§ Source excerpt

.....

Author: Callum Gracie, Founder, Gia AI
Voice commerce is no longer about asking Alexa to reorder paper towels. Voice commerce has evolved into a fully transactional channel, and most small businesses have no idea what that means for their bottom line.
I have spent the better part of a decade helping small businesses show up on Google. That work is about to change in ways most service business owners are not prepared for. At CES 2026 in January, SoundHound AI unveiled Amelia 7, an agentic voice commerce platform that lets people order food, pay for parking, and book tickets through their car dashboards, televisions, and smart devices. The system operates across 60,000 restaurant partners and more than 90 million parking spaces. It does not just take a command. It processes payment, confirms the transaction, and completes fulfilment without the user touching a screen.
That shift from voice search to voice transaction is the part most people are missing
Voice Commerce by the Numbers
The global voice commerce market now exceeds exceeds $151 billion. One in five consumers has already completed a purchase using a voice command. Germany forecasts that 30% of its e-commerce volume will flow through voice channels by 2030. Meanwhile, Apple, Google, and Amazon are all building payment authorisation directly into voice interaction flows. As a result, the gap between saying “I want that” and money leaving your account is collapsing to seconds.

.....

§ Data segment
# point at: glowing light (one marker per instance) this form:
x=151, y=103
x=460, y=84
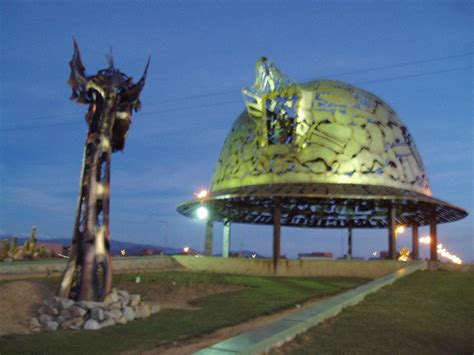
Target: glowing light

.....

§ Set task 1
Summarize the voice commerce article in two sentences.
§ Set task 2
Rewrite the part of the voice commerce article that opens with the words containing "Author: Callum Gracie, Founder, Gia" and closes with "their bottom line.", putting "dish soap" in place of "paper towels".

§ Written response 1
Voice commerce has moved beyond simple reorder commands into a fully transactional channel, as shown by SoundHound AI's Amelia 7, unveiled at CES 2026, which lets people order food, pay for parking, and book tickets through car dashboards, televisions, and smart devices while handling payment and fulfillment without a screen. With one in five consumers having already bought something by voice and Apple, Google, and Amazon building payment authorization into voice interaction flows, the gap between wanting something and paying for it is shrinking to seconds.

§ Written response 2
Author: Callum Gracie, Founder, Gia AI
Voice commerce is no longer about asking Alexa to reorder dish soap. Voice commerce has evolved into a fully transactional channel, and most small businesses have no idea what that means for their bottom line.